DIRECTIVE 1:
Write out the part of the AIPAC passage below from "After all, what" up to and including "by corporate entities.", character for character.
DIRECTIVE 2:
Answer these questions from the AIPAC passage below:
(a) What phrase does Omar use to describe AIPAC's spending?
(b) Which organization did Omar compare AIPAC to?
(c) From which groups does AIPAC draw vast grassroots support?

SOURCE PASSAGE:
□ □ □ □ □ □ □

After all, what was Omar complaining about? That AIPAC distorts American policy towards Israel by the perfectly legitimate activity of spending money ("it's all about the Benjamins"), and that it has "the political influence in this country that says it is okay for people to push for allegiance to a foreign country." The language is telling: She doesn't merely say it's wrong to require Americans to voice support for Israel in order to do business with our government. She says it's wrong, and a sign of malign outside influence, for anyone to advocate such a thing. But of course, pro-Israel advocacy is as legitimate as any other kind of advocacy, including other advocacy that arguably impinges on free speech rights — like advocating limits on campaign contributions or political speech by corporate entities.

Omar at one point compared AIPAC to the NRA, saying that she should be allowed to be as vocal in her criticisms of the former as she is of the latter. But while the comparison is apt, it cuts against her argument. The NRA is not some foreign intrusion into American society. It derives its strength precisely from its deep roots in American culture, and the fierceness of the attachment of a significant minority of Americans to their second amendment rights. So, too, with AIPAC, which draws vast grassroots support from Christian groups, who in turn support Israel for reasons with deep roots of their own in American history and culture.

Meanwhile, if the NRA has morphed from a politically independent force to one that is overwhelmingly attached to the fortunes of one party, and if it has become increasingly extreme in its views, to the point of promoting paranoid conspiracy theories and encouraging violence, then that is a problem first and foremost because it implies that a significant and politically-active faction of Americans are willing to accept such views. And, once again, the same goes for organizations like AIPAC: If they have indeed become both more partisan and more extreme (and they have), that's a problem because of their legitimacy — because they also have substantial popular support — rather than the opposite.

□ □ □ □ □ □ □

INFORMATION GIVEN:
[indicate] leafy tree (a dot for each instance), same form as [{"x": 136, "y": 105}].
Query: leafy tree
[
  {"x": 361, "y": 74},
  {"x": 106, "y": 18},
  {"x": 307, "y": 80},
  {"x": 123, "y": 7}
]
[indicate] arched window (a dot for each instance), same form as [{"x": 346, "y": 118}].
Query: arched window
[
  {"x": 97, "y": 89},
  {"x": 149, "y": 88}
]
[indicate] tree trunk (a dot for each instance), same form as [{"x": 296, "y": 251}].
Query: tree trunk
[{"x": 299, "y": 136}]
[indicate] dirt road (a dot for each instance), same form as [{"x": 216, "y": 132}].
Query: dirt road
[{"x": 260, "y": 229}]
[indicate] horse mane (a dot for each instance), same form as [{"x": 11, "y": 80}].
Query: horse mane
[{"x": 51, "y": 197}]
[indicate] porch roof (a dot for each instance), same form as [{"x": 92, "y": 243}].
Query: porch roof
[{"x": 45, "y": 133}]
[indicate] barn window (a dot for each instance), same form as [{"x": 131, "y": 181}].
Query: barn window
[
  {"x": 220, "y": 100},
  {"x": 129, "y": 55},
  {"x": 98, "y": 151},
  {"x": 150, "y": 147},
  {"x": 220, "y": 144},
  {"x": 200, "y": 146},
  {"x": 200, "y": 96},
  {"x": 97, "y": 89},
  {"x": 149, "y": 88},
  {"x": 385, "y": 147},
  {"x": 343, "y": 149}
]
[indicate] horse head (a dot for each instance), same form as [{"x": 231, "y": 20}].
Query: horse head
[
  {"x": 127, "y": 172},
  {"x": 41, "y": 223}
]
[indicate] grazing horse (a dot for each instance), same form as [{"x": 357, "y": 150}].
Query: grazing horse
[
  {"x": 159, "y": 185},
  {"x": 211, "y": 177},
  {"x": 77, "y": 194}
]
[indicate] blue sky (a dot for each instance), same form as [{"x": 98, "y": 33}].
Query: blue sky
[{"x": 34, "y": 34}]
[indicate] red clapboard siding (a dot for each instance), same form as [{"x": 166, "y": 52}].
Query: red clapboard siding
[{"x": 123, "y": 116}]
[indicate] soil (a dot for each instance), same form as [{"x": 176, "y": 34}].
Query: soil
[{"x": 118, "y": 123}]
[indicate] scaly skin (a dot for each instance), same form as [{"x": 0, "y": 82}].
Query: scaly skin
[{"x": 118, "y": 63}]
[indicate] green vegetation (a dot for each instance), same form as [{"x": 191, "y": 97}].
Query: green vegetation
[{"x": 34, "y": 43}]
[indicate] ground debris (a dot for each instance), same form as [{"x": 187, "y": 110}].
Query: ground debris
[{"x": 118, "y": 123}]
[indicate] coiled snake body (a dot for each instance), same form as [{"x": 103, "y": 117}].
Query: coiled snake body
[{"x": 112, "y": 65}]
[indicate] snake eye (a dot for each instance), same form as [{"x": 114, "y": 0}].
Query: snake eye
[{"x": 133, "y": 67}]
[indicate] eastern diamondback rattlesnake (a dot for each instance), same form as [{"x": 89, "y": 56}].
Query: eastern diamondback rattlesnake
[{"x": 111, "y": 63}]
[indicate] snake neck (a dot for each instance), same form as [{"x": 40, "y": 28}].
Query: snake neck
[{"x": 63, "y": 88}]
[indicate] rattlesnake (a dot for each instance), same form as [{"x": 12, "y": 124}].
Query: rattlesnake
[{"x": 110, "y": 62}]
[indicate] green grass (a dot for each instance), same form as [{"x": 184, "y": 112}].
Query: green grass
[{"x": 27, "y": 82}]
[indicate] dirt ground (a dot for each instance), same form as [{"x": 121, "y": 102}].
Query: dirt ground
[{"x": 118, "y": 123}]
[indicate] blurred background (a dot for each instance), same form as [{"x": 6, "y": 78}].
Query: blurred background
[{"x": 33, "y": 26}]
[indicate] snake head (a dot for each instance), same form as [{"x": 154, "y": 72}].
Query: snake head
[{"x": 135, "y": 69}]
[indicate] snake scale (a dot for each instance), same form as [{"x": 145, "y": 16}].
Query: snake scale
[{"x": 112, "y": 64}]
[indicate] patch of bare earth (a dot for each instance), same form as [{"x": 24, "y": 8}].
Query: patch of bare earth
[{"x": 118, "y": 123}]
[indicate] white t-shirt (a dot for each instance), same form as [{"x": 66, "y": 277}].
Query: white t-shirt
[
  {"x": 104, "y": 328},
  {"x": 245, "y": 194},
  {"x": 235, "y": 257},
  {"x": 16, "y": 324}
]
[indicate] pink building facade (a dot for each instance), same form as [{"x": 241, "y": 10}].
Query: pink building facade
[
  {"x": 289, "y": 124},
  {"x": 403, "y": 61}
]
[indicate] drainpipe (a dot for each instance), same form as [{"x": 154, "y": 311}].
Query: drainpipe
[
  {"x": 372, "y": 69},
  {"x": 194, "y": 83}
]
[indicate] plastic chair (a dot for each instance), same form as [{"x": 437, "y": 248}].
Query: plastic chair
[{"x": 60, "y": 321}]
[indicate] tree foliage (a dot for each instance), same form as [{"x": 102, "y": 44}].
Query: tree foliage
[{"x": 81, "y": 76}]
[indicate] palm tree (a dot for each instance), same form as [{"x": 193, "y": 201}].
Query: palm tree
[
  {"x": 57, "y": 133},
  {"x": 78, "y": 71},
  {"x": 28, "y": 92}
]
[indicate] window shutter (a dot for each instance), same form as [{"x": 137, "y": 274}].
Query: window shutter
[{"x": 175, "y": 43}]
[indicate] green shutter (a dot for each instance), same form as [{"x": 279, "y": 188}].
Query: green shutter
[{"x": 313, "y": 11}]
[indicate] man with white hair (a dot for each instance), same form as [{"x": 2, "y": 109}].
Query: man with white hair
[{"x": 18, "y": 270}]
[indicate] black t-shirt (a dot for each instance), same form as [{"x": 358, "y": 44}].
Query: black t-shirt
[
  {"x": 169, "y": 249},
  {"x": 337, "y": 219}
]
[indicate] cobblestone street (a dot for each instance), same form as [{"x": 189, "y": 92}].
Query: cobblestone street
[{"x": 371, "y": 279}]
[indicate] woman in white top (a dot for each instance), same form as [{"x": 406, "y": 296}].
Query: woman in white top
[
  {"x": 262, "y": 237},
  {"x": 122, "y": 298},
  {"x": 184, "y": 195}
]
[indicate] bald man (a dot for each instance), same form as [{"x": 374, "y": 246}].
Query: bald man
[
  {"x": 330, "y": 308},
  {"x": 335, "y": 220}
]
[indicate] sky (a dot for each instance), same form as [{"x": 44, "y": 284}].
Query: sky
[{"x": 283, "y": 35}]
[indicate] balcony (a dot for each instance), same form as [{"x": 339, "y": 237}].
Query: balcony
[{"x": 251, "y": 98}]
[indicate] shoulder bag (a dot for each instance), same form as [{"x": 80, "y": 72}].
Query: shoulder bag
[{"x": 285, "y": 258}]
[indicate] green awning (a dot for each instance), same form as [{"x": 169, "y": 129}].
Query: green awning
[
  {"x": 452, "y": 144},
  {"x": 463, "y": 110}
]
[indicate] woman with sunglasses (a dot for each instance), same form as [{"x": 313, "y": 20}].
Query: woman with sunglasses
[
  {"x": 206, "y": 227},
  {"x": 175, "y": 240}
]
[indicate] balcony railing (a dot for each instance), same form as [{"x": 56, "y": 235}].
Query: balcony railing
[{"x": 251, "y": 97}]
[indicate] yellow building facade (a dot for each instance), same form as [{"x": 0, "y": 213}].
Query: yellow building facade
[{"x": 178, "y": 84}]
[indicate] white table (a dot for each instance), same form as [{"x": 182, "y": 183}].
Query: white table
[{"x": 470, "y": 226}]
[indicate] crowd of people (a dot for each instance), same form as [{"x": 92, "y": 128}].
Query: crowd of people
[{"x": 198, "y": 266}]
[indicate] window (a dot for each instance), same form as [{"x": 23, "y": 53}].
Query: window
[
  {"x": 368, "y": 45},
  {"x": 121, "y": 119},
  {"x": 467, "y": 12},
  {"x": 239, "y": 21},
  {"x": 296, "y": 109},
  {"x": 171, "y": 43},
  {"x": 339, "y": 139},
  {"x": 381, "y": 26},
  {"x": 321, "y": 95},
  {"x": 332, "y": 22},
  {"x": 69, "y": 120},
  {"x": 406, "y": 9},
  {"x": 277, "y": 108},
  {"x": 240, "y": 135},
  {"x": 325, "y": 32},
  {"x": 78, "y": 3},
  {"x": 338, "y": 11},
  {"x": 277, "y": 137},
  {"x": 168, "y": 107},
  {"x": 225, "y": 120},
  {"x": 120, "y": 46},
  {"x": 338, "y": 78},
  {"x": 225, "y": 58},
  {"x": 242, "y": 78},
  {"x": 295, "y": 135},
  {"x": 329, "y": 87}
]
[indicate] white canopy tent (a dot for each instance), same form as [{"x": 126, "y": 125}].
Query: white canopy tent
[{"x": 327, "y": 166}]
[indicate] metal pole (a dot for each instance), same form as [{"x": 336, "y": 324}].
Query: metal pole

□ □ □ □ □ □ □

ANSWER 1:
After all, what was Omar complaining about? That AIPAC distorts American policy towards Israel by the perfectly legitimate activity of spending money ("it's all about the Benjamins"), and that it has "the political influence in this country that says it is okay for people to push for allegiance to a foreign country." The language is telling: She doesn't merely say it's wrong to require Americans to voice support for Israel in order to do business with our government. She says it's wrong, and a sign of malign outside influence, for anyone to advocate such a thing. But of course, pro-Israel advocacy is as legitimate as any other kind of advocacy, including other advocacy that arguably impinges on free speech rights — like advocating limits on campaign contributions or political speech by corporate entities.

ANSWER 2:
(a) "it's all about the Benjamins"
(b) The NRA
(c) Christian groups